» **Work to complete**
Count the lines in the data below that contain the word "chair". Reply with the number alone.

══════════════════════════════

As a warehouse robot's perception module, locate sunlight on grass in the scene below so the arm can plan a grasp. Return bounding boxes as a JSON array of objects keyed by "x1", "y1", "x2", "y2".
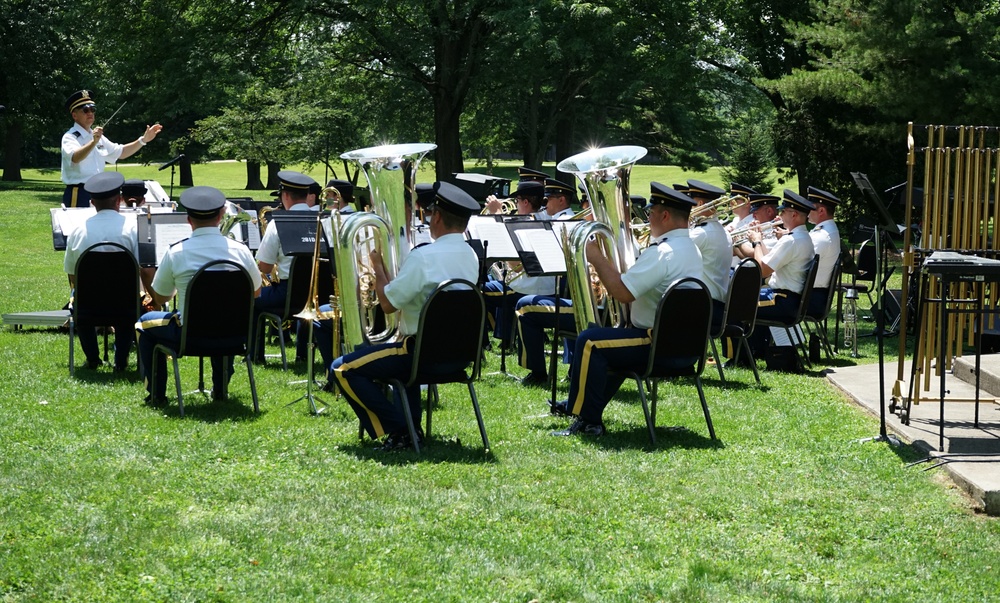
[{"x1": 0, "y1": 164, "x2": 1000, "y2": 602}]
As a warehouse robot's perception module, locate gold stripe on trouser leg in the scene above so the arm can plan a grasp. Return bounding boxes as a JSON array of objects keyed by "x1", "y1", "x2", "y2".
[
  {"x1": 333, "y1": 344, "x2": 406, "y2": 438},
  {"x1": 570, "y1": 336, "x2": 651, "y2": 415}
]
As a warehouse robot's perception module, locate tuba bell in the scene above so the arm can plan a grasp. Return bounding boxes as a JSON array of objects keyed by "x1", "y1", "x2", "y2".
[
  {"x1": 334, "y1": 143, "x2": 437, "y2": 352},
  {"x1": 556, "y1": 146, "x2": 646, "y2": 331}
]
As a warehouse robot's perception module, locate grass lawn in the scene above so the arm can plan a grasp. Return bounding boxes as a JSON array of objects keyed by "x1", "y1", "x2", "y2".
[{"x1": 0, "y1": 164, "x2": 1000, "y2": 603}]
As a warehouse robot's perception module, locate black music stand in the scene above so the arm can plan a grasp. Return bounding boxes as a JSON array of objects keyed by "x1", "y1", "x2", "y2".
[
  {"x1": 469, "y1": 215, "x2": 520, "y2": 377},
  {"x1": 851, "y1": 172, "x2": 906, "y2": 446},
  {"x1": 506, "y1": 220, "x2": 566, "y2": 404},
  {"x1": 269, "y1": 211, "x2": 328, "y2": 415}
]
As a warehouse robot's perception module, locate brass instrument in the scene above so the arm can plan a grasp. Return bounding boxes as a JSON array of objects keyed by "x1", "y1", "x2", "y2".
[
  {"x1": 557, "y1": 146, "x2": 646, "y2": 331},
  {"x1": 479, "y1": 197, "x2": 517, "y2": 216},
  {"x1": 333, "y1": 143, "x2": 437, "y2": 352},
  {"x1": 219, "y1": 201, "x2": 253, "y2": 239},
  {"x1": 730, "y1": 218, "x2": 782, "y2": 247},
  {"x1": 688, "y1": 194, "x2": 750, "y2": 226}
]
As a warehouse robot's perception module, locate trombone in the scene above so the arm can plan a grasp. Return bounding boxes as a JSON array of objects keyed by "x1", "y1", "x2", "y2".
[
  {"x1": 688, "y1": 194, "x2": 750, "y2": 226},
  {"x1": 730, "y1": 218, "x2": 782, "y2": 247}
]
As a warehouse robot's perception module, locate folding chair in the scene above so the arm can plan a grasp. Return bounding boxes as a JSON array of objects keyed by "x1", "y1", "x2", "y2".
[
  {"x1": 802, "y1": 251, "x2": 844, "y2": 360},
  {"x1": 151, "y1": 260, "x2": 260, "y2": 417},
  {"x1": 757, "y1": 255, "x2": 819, "y2": 368},
  {"x1": 69, "y1": 242, "x2": 139, "y2": 377},
  {"x1": 372, "y1": 279, "x2": 490, "y2": 453},
  {"x1": 619, "y1": 278, "x2": 715, "y2": 444},
  {"x1": 709, "y1": 258, "x2": 761, "y2": 385}
]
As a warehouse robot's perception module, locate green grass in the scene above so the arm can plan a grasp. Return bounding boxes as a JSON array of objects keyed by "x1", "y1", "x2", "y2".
[{"x1": 0, "y1": 164, "x2": 1000, "y2": 603}]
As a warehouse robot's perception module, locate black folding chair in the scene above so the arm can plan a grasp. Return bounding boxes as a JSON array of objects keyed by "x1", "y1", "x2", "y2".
[
  {"x1": 69, "y1": 242, "x2": 139, "y2": 377},
  {"x1": 619, "y1": 278, "x2": 715, "y2": 444},
  {"x1": 151, "y1": 260, "x2": 260, "y2": 417},
  {"x1": 709, "y1": 258, "x2": 761, "y2": 385},
  {"x1": 757, "y1": 255, "x2": 819, "y2": 368},
  {"x1": 372, "y1": 279, "x2": 490, "y2": 453},
  {"x1": 802, "y1": 251, "x2": 844, "y2": 360}
]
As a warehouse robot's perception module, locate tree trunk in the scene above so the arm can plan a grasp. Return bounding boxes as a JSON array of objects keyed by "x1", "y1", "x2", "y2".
[
  {"x1": 556, "y1": 117, "x2": 577, "y2": 187},
  {"x1": 3, "y1": 121, "x2": 22, "y2": 182},
  {"x1": 434, "y1": 94, "x2": 465, "y2": 180},
  {"x1": 180, "y1": 155, "x2": 194, "y2": 186},
  {"x1": 267, "y1": 161, "x2": 281, "y2": 191},
  {"x1": 246, "y1": 161, "x2": 264, "y2": 191}
]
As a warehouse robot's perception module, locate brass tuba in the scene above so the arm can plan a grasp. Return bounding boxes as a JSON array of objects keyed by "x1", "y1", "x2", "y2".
[
  {"x1": 334, "y1": 143, "x2": 437, "y2": 352},
  {"x1": 556, "y1": 146, "x2": 646, "y2": 331}
]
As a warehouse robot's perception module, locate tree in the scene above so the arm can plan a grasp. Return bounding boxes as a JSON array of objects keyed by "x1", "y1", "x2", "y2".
[{"x1": 0, "y1": 0, "x2": 90, "y2": 182}]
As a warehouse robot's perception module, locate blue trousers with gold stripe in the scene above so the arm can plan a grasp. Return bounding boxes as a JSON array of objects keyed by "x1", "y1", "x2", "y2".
[
  {"x1": 569, "y1": 327, "x2": 698, "y2": 423},
  {"x1": 483, "y1": 280, "x2": 524, "y2": 344},
  {"x1": 135, "y1": 312, "x2": 234, "y2": 398},
  {"x1": 330, "y1": 337, "x2": 464, "y2": 440},
  {"x1": 517, "y1": 295, "x2": 576, "y2": 375}
]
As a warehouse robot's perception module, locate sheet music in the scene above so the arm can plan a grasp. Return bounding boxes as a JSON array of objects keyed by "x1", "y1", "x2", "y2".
[
  {"x1": 469, "y1": 221, "x2": 517, "y2": 260},
  {"x1": 517, "y1": 228, "x2": 566, "y2": 274},
  {"x1": 153, "y1": 222, "x2": 191, "y2": 266}
]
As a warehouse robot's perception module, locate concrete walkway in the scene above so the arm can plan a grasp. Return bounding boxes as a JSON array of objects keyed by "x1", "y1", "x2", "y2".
[{"x1": 827, "y1": 355, "x2": 1000, "y2": 515}]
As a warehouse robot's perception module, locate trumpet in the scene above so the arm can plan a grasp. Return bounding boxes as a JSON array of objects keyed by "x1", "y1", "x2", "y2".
[
  {"x1": 688, "y1": 194, "x2": 750, "y2": 226},
  {"x1": 479, "y1": 197, "x2": 517, "y2": 216},
  {"x1": 731, "y1": 218, "x2": 782, "y2": 247}
]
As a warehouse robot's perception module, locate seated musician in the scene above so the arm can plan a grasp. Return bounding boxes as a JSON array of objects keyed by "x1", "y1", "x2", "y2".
[
  {"x1": 726, "y1": 182, "x2": 758, "y2": 233},
  {"x1": 730, "y1": 195, "x2": 783, "y2": 263},
  {"x1": 135, "y1": 186, "x2": 261, "y2": 405},
  {"x1": 63, "y1": 172, "x2": 152, "y2": 372},
  {"x1": 687, "y1": 180, "x2": 733, "y2": 331},
  {"x1": 512, "y1": 180, "x2": 576, "y2": 387},
  {"x1": 806, "y1": 186, "x2": 840, "y2": 316},
  {"x1": 483, "y1": 180, "x2": 555, "y2": 347},
  {"x1": 330, "y1": 182, "x2": 479, "y2": 450},
  {"x1": 552, "y1": 182, "x2": 704, "y2": 436},
  {"x1": 740, "y1": 189, "x2": 816, "y2": 357},
  {"x1": 251, "y1": 170, "x2": 319, "y2": 362}
]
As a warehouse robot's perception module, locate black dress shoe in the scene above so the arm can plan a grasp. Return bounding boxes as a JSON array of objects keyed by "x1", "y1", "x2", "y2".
[
  {"x1": 521, "y1": 373, "x2": 549, "y2": 387},
  {"x1": 552, "y1": 417, "x2": 607, "y2": 437},
  {"x1": 549, "y1": 400, "x2": 573, "y2": 417}
]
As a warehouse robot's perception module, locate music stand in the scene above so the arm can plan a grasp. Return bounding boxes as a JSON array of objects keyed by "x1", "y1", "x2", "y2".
[
  {"x1": 136, "y1": 212, "x2": 191, "y2": 267},
  {"x1": 468, "y1": 215, "x2": 519, "y2": 377},
  {"x1": 505, "y1": 220, "x2": 570, "y2": 404},
  {"x1": 851, "y1": 172, "x2": 906, "y2": 446},
  {"x1": 269, "y1": 211, "x2": 328, "y2": 415}
]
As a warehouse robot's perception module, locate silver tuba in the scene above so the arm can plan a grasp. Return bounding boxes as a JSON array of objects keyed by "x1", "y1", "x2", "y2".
[
  {"x1": 556, "y1": 146, "x2": 646, "y2": 331},
  {"x1": 333, "y1": 143, "x2": 437, "y2": 352}
]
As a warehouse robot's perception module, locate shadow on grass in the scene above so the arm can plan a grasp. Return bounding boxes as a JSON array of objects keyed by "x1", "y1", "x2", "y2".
[
  {"x1": 340, "y1": 436, "x2": 497, "y2": 465},
  {"x1": 581, "y1": 425, "x2": 726, "y2": 452},
  {"x1": 146, "y1": 392, "x2": 264, "y2": 423}
]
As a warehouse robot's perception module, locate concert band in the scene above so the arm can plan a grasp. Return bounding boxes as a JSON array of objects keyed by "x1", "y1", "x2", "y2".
[{"x1": 60, "y1": 91, "x2": 840, "y2": 449}]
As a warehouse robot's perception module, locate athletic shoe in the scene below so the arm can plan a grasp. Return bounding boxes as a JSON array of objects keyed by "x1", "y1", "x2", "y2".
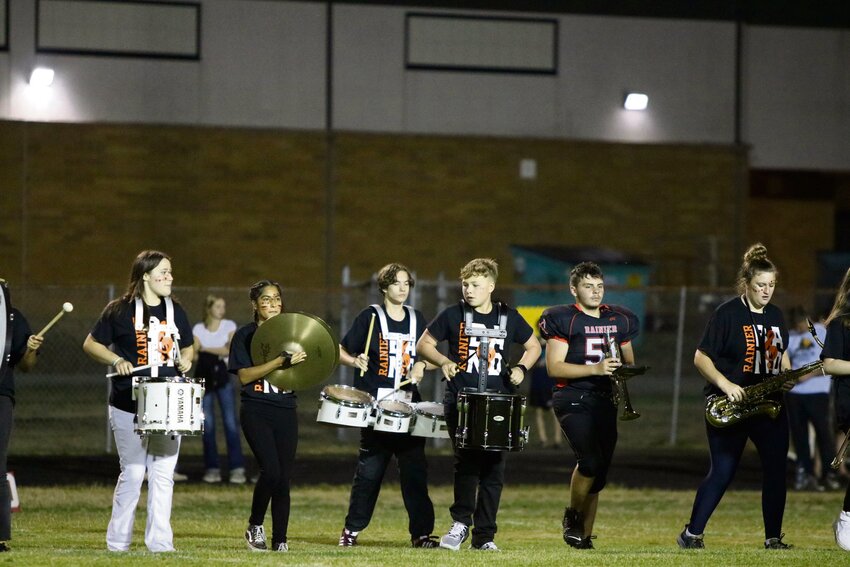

══════════════════════════════

» **Full solution**
2